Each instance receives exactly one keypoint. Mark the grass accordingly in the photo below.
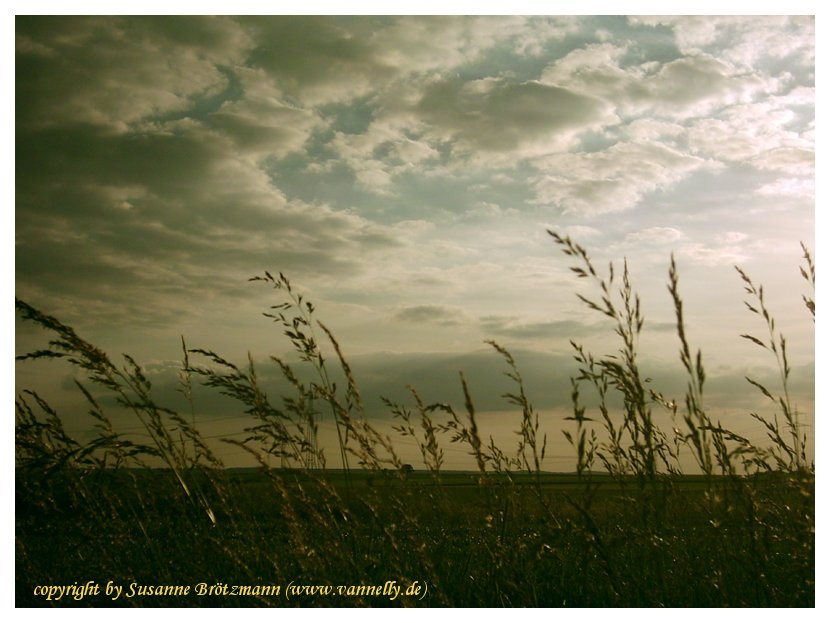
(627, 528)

==

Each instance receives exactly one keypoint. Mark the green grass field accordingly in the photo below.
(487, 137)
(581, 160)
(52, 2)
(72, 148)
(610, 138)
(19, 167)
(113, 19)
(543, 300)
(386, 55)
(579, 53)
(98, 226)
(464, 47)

* * *

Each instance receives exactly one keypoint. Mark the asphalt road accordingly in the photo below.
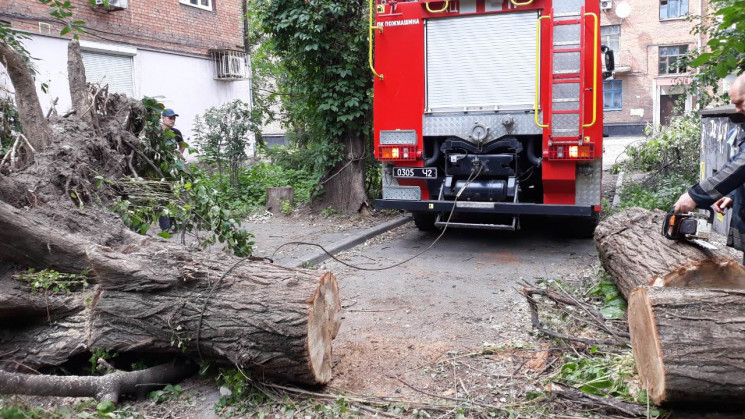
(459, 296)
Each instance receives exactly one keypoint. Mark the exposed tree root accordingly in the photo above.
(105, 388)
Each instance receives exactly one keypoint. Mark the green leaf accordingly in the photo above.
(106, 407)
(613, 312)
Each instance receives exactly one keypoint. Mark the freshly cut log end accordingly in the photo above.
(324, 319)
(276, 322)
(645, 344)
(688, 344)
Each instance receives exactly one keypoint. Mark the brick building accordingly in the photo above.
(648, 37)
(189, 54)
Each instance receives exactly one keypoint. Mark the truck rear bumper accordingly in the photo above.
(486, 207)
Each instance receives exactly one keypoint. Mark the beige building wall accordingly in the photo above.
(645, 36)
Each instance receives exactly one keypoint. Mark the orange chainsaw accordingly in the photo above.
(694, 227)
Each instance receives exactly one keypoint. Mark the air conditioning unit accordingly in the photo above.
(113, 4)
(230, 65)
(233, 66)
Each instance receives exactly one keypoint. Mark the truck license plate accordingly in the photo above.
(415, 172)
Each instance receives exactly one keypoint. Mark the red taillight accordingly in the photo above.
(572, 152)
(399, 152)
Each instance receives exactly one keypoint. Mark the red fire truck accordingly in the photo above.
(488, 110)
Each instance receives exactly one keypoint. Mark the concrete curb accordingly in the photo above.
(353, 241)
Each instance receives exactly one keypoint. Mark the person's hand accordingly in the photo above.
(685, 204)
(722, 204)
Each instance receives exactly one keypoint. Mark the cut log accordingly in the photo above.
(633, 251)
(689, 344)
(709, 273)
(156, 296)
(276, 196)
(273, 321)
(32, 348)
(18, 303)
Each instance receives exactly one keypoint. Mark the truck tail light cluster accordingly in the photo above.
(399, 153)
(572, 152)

* Job:
Extract every line of the listing above that contains the string "below", copying each one in full. Treat uppercase and lowercase letters as different.

* Task answer:
Each instance receives exactly one keypoint. Mark the grass accordingly in the photo below.
Each instance receives exactly one keypoint. Mark the green grass field accordingly in the photo below.
Each instance receives exactly one keypoint. Mark the asphalt road accordingly in the photo below.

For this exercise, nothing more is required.